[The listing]

/---

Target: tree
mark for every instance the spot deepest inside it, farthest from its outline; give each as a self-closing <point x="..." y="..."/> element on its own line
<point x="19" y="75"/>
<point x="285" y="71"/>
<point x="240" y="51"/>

\---

Goal of the exercise
Please return every line of the listing above unchanged, character for character.

Output below
Target: tree
mark for every instance the spot deepest inside it, farthest from its outline; give each as a self-closing <point x="..." y="..."/> element on its own line
<point x="19" y="75"/>
<point x="285" y="71"/>
<point x="240" y="51"/>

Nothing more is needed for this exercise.